REQUIRED ACTION:
Reproduce each entry exactly as it reads. Leave the images out.

---*---

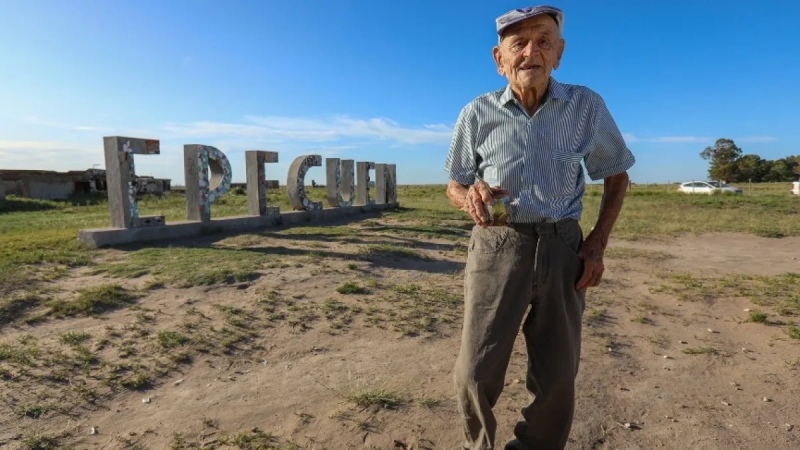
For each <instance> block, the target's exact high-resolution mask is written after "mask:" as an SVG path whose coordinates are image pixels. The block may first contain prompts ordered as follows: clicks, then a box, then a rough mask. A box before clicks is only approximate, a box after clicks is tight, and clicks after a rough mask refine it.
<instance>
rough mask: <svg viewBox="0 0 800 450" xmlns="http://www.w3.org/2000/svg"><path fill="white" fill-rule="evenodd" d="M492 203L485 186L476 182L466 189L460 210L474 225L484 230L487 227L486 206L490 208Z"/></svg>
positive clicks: (491, 191)
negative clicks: (466, 193) (463, 199)
mask: <svg viewBox="0 0 800 450" xmlns="http://www.w3.org/2000/svg"><path fill="white" fill-rule="evenodd" d="M493 203H494V197H493V196H492V191H490V190H489V187H488V186H486V184H484V183H481V182H480V181H478V182H477V183H475V184H473V185H472V186H470V187H469V188H468V189H467V198H466V199H465V201H464V205H463V206H462V207H461V209H462V210H464V211H466V212H467V213H468V214H469V215H470V217H472V220H474V221H475V223H477V224H478V225H480V226H482V227H484V228H486V227H488V226H489V221H488V219H489V218H488V217H487V214H488V212H487V210H486V206H487V205H489V206H491V205H492V204H493Z"/></svg>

---*---

TASK RESPONSE:
For each <instance> block, the target's exact high-resolution mask is written after "mask:" as an SVG path whose coordinates are image pixels. The block may first contain prompts ordered as follows: clicks, then a box, then a rough mask. A box before clicks is only approximate, a box after clicks is tight, and clicks after a rough mask refine it.
<instance>
rough mask: <svg viewBox="0 0 800 450" xmlns="http://www.w3.org/2000/svg"><path fill="white" fill-rule="evenodd" d="M492 203L485 186L476 182L466 189L460 210L474 225L484 230L487 227L486 206L490 208Z"/></svg>
positive clicks: (491, 191)
negative clicks: (466, 193) (463, 199)
mask: <svg viewBox="0 0 800 450" xmlns="http://www.w3.org/2000/svg"><path fill="white" fill-rule="evenodd" d="M493 203H494V197H493V196H492V191H490V190H489V187H488V186H486V184H484V183H481V182H480V181H478V182H477V183H475V184H473V185H472V186H470V187H469V188H468V189H467V198H466V199H465V201H464V205H463V206H462V207H461V209H462V210H464V211H466V212H467V213H468V214H469V215H470V217H472V220H474V221H475V223H477V224H478V225H480V226H482V227H484V228H486V227H488V226H489V221H488V219H489V218H488V217H487V214H488V212H487V210H486V206H487V205H489V206H491V205H492V204H493Z"/></svg>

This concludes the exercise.